Task details: Everything in the listing below must be reproduced exactly, apart from its images.
*** Data Section Begins ***
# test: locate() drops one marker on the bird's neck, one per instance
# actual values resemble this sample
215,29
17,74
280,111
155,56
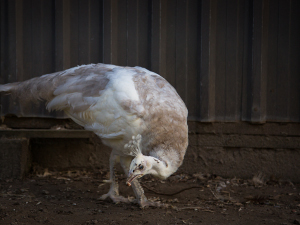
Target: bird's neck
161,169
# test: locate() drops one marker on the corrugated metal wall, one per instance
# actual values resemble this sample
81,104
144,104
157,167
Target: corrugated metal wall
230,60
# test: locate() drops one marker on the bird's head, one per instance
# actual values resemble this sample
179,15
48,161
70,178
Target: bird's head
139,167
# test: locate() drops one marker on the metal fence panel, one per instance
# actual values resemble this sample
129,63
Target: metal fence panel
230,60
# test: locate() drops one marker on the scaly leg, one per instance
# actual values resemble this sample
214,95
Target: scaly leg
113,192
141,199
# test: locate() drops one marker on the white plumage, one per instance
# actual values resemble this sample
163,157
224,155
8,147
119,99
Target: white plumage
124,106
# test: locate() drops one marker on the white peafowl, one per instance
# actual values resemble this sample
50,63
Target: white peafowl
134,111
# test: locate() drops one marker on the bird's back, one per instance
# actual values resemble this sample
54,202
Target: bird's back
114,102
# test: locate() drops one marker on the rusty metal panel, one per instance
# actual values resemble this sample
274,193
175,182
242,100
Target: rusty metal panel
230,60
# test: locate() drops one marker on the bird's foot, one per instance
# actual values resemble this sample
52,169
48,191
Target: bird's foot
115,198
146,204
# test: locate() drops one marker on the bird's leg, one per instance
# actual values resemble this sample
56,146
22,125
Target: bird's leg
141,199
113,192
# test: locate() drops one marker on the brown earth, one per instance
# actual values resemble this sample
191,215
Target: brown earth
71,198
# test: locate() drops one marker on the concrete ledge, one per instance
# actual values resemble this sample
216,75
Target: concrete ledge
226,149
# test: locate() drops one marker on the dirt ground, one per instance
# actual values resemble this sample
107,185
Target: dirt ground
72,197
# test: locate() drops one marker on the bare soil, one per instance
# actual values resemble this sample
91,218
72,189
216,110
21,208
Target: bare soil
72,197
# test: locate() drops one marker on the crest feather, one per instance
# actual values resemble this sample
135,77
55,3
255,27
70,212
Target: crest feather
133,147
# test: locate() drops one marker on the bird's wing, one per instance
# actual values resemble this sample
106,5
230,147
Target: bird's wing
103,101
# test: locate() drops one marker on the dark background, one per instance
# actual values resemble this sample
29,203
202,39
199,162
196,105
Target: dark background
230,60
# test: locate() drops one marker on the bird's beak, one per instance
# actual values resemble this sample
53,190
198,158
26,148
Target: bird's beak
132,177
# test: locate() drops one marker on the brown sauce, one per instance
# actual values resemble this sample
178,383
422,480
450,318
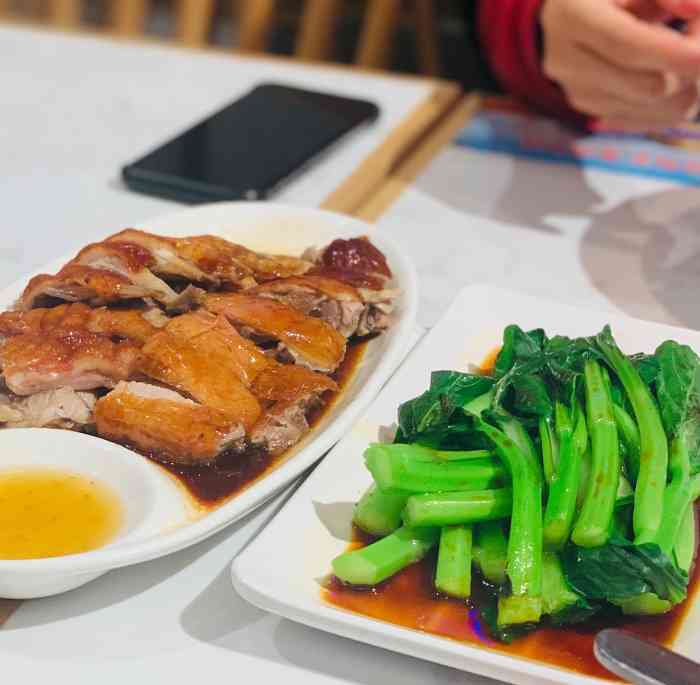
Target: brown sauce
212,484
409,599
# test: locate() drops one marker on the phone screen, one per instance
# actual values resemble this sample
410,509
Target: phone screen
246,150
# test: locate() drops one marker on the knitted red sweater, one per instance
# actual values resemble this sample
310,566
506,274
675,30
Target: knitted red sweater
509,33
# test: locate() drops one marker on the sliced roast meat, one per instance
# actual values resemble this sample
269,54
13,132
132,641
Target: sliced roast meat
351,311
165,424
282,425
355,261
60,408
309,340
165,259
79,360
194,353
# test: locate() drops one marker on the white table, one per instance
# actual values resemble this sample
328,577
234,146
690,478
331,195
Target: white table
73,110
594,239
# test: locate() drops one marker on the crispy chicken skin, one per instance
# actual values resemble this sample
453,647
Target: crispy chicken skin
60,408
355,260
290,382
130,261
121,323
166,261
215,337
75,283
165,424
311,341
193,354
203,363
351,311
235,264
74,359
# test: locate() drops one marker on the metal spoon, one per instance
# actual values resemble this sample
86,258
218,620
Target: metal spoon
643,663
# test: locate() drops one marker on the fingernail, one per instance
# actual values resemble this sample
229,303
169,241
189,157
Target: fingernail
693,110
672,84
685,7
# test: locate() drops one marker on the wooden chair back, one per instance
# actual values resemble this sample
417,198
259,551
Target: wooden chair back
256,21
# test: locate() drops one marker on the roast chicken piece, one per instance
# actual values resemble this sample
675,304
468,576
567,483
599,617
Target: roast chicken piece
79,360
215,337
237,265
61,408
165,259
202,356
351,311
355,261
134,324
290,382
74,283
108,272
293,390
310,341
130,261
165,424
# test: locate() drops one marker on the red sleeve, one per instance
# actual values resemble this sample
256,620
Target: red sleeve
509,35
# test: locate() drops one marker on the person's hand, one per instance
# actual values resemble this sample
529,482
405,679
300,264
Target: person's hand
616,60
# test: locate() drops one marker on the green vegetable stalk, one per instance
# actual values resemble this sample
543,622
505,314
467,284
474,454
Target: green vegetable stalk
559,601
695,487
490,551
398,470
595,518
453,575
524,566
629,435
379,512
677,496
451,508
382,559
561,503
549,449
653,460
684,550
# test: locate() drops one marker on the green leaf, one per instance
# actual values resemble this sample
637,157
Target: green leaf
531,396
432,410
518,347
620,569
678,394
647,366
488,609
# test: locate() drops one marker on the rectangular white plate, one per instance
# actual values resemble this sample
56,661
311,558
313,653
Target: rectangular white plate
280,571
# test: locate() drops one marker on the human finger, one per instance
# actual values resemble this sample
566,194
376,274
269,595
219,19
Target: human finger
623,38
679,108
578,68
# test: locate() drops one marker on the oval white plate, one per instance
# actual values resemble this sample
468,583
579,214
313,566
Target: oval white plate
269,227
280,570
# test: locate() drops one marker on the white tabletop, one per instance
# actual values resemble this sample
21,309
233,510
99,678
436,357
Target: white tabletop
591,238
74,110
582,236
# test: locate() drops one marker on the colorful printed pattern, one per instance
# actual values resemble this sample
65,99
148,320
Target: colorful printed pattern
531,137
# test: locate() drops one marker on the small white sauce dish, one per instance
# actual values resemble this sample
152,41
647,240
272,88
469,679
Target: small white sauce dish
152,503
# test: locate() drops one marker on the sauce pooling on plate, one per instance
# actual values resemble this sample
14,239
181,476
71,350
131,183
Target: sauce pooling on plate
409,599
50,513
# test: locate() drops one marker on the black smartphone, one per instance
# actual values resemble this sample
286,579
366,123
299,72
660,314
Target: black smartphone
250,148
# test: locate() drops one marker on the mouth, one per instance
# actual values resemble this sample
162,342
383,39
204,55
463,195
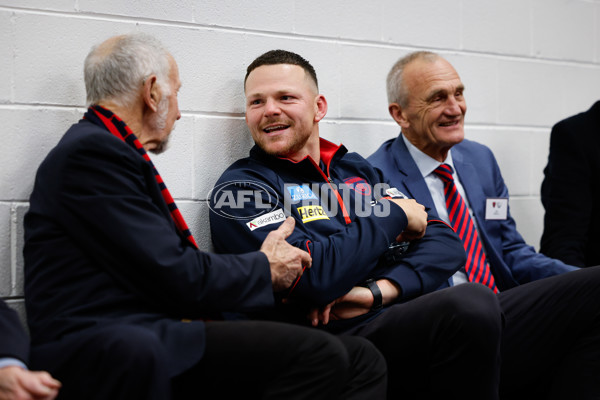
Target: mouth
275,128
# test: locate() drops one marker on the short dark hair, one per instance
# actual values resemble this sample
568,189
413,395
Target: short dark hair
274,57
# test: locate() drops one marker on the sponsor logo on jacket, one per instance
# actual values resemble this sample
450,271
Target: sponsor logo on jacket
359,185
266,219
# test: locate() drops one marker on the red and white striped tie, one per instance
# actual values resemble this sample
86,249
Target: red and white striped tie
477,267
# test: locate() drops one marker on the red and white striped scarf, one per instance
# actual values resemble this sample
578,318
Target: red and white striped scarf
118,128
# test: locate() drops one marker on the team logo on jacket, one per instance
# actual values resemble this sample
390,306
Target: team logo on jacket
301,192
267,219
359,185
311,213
*** Data Section Ends ***
The completed task:
# test: locate() drops one marker on the bird's neck, one per instance
# actual values resemble this sample
215,29
17,74
280,111
155,56
Target: bird's neck
161,169
# test: locate() drops one marker on the corrugated metal wall, one per instance
# actual values resemble this sample
81,104
144,104
157,167
Target: corrugated metal wall
230,60
# test: locate() drops one marker on the bird's head, one per instance
# actual values resemble this sample
179,15
48,161
70,178
Target: bird's head
139,167
# test: locate() drops one marker on the metal fence panel, one per instance
# actual values resemble this sample
129,63
Target: metal fence panel
230,60
# test: locate() drops one marker on the scaly leg, one per instance
# actual values resemble this sample
214,95
Target: scaly leg
113,192
141,199
# test: locate() drops one marker on the white plumage, one per instance
# actual values resemble this sample
163,157
224,155
8,147
119,99
Target: white plumage
124,106
# test: locate() drops one marker on the white peafowl, one per instance
# actual values resemble this sample
50,63
Target: white peafowl
134,111
# test: locate() drops one marker on the bird's back, one per instance
# actual values resemble this sample
54,202
Target: bird's back
114,102
# test: locate() drops one marker on the rusty metal panel, one per instance
# actual values resemble this sample
274,193
175,182
242,100
Target: rusty metal panel
230,60
# test: locate() drops one marker on the bird's foot, one per instance
# actual values resemble this sample
52,169
48,191
Target: bird's foot
115,198
146,204
# test: locate() drops one marker on the bird's leg, one per instance
# actual values resemble this sample
56,146
22,125
Target: bird's leg
141,199
113,192
# test: locate() drops one marker on the brown earth, one per instance
# actual values resemble this sample
191,215
Target: brown earth
71,198
# test: locate() drops one marker on the concrete ledge, one per instance
# actual values resemble this sample
216,75
Target: concrete ledge
226,149
# test: locate() drops one marker on the dirt ground, one per instance
# actual values resemble this sample
107,185
Target: dirt ground
72,197
# test: locate() drops one marker on the bare soil, one per instance
# actual values resemble this sample
91,218
72,189
216,110
21,208
Target: bare soil
72,197
# test: locate() drops one marker on the crest feather, one per instance
# actual values resemble this sample
135,77
55,3
255,27
70,212
Target: crest feather
133,147
# test: locate() drops one marker on the bird's wing, one per instance
# actual values resemble this sample
106,5
230,147
Target: bird's wing
103,101
# test: locate() drops one marker on the dark background, one per instance
# actual values resemble this sample
29,203
202,39
199,162
196,105
Target: dark background
230,60
# test: locate() drops one marker on the bird's beak, one per instance
# actual values resemble this sample
53,190
198,158
26,148
Target: bird's beak
132,177
# test: locate() drops one marker on the brown sauce, one per instance
# actual values resemble this sample
178,383
422,480
450,318
Target: brown sauce
212,484
409,599
# test: locate() drops one marker on the phone screen, one per instance
# actual values resemble this sample
410,509
Target: phone screen
246,150
# test: locate() drops one marker on the knitted red sweater, one per instance
# actual values resemble this sample
310,566
506,274
675,30
Target: knitted red sweater
509,33
# test: locate() drops one marker on the sliced roast meat, one per instance
# actual values resemble this sample
269,54
13,132
132,641
Target: sliced roast meat
351,311
165,424
282,425
355,261
60,408
309,340
165,259
79,360
194,353
# test: locate() drops one marker on the white table, one per instance
# actual values resemble this sample
328,577
234,146
690,478
331,195
Target: white table
73,110
594,239
# test: locate() drops one marker on the crispy chicken skin, one per instance
# actual values resemble this sample
453,647
Target: crispy chicken skin
60,408
355,260
290,382
130,261
121,323
166,261
215,337
75,283
165,424
311,341
193,354
203,363
351,311
235,264
74,359
# test: locate() drops one marker on the metal spoon, one per instance
# actual values resemble this sample
86,258
218,620
Target: metal spoon
643,663
# test: locate() drops one marker on the fingernail, one per instance
# actual values resemble this sample
229,303
169,241
189,157
Target: fingernail
693,110
672,84
685,7
# test: locate() drops one marker on the wooden chair back, one per instance
# actual values resemble this sample
417,198
259,551
Target: wooden chair back
256,21
# test: locate() drops one marker on the roast chicken piece, one per instance
# actual values resemble this sample
675,304
468,576
567,483
599,617
Target: roast chicken piece
79,360
215,337
237,265
61,408
165,259
202,356
351,311
355,261
134,324
290,382
74,283
108,272
293,390
310,341
130,261
165,424
# test: locate() drops one marker on the red sleeve, one per instance
# actual values resemble this sample
256,620
Target: red sleeve
509,35
# test: locate() drops one marker on the person's hand, one per instance
# actual values resemble this sample
529,482
405,679
300,264
Target: person's hand
616,60
# test: locate() drops one marker on the green vegetable stalk, one per instance
# actual values resemble this sample
543,622
505,314
467,284
474,454
Target: green vegetable stalk
559,601
695,487
490,551
398,470
595,518
453,575
524,566
629,435
379,512
677,496
451,508
382,559
561,503
549,449
653,460
684,550
# test: locate() drops one marker on the green leaf, one per instance
# actual values resemble this sample
637,157
Target: green leaf
531,396
432,410
518,347
620,569
678,394
647,366
488,609
# test: locate() drops one marker on the rectangular white plate, one per instance
# actual values resemble this sample
56,661
311,558
313,653
Target: rectangular white plate
280,571
# test: locate() drops one marker on the human finger, one per instance
# actual values resemble this sample
566,194
376,274
269,595
219,19
Target: human finger
623,38
679,108
578,68
# test: locate() drops one marker on the oval white plate, one per instance
# actual values resemble this sample
468,583
579,214
313,566
Target: oval white plate
269,227
280,570
# test: locate() drops one marker on the white tabletop, one per instance
# actual values resemble this sample
21,309
233,510
99,678
436,357
Target: white tabletop
591,238
74,110
582,236
# test: locate() drops one marker on the colorful printed pattern, one per instance
# actual values resemble this sample
65,99
148,320
Target: colorful printed pattern
531,137
# test: locate() drops one marker on the small white sauce dish, one per instance
# actual values resemble this sample
152,41
647,240
272,88
469,679
Target: small white sauce dish
152,503
# test: locate() drops one marker on the sauce pooling on plate, one per instance
# actual values resemble this sample
14,239
181,476
71,350
131,183
Target: sauce pooling on plate
409,599
50,513
# test: locate() drops one marker on the black smartphone, one per instance
# actual values resemble this sample
286,579
366,123
299,72
660,314
Target: black smartphone
250,148
# test: locate() drops one marker on the mouth, one per instance
# actual values resemble this sample
162,342
383,39
204,55
463,195
Target: mouth
275,128
# test: locate() drops one marker on the short dark hair, one per instance
# actual values resemble this sample
568,189
413,395
Target: short dark hair
274,57
# test: locate() drops one marker on the sponsor logo on jacket, one per instance
# actual values resemble this sample
450,271
Target: sponsor logo on jacket
359,185
266,219
# test: locate() drops one marker on the red and white striped tie, one per instance
# actual values resemble this sample
86,249
Target: red and white striped tie
477,267
# test: locate() drops one marker on the red and white striped scarf, one per instance
# actual values resemble this sample
578,318
Target: red and white striped scarf
118,128
# test: locate() drops one marker on the team logo on jacket, one per instance
# actual values resemble this sample
390,306
Target: team logo on jacket
301,192
267,219
359,185
311,213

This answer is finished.